Prompt >>
Reproduce every line of the items from the line containing "Drop a point on every instance of the rv" through the end of the items, adding 73 to each coordinate in the answers.

Coordinate labeling data >>

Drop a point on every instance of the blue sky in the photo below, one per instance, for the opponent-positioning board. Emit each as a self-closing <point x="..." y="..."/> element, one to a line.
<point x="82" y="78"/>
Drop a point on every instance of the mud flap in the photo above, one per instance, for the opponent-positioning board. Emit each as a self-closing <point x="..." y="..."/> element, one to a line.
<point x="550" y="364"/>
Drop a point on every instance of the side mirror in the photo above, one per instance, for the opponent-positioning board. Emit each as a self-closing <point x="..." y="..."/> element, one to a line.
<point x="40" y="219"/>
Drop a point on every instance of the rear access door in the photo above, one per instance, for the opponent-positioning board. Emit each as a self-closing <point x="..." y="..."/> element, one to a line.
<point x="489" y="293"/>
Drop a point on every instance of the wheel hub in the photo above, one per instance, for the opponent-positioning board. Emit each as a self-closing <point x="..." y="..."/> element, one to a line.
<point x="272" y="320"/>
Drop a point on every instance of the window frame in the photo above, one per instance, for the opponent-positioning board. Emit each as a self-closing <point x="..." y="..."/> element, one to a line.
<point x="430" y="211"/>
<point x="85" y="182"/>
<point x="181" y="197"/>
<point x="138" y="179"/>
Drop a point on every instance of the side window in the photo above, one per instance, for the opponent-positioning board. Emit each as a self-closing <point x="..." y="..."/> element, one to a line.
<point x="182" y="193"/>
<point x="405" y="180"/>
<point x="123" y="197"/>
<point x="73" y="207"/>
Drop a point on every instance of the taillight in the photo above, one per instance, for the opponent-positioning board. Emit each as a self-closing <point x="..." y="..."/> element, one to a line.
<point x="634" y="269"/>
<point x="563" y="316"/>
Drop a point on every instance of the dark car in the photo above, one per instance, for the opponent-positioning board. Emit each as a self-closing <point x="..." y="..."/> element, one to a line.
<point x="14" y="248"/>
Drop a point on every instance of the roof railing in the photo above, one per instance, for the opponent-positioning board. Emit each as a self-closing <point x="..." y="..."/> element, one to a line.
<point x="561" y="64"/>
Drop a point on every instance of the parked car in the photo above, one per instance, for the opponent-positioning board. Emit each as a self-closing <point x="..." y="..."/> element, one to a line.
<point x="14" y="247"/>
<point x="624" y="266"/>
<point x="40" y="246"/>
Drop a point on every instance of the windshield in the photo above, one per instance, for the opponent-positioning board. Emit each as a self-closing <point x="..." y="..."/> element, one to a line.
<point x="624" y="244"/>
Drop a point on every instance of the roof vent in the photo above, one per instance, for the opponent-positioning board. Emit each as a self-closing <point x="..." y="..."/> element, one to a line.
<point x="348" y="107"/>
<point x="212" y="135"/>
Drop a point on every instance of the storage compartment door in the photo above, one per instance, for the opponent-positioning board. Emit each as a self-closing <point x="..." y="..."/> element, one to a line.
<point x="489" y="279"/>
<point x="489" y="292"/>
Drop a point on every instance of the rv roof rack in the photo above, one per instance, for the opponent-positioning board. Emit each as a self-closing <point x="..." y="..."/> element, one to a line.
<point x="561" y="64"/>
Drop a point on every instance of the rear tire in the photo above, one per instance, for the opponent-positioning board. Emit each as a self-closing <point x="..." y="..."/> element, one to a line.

Written solution >>
Drop a point on every instance of the rv roof rack in the photo above, one per instance, for the opponent-positioning board. Emit each as a self-closing <point x="..." y="..."/> element, one to a line.
<point x="634" y="137"/>
Drop a point on every instance of the rear tire in the photo above, one per instance, for the opponent-positioning board. Emit each as a self-closing <point x="..." y="..."/> element, one to a line.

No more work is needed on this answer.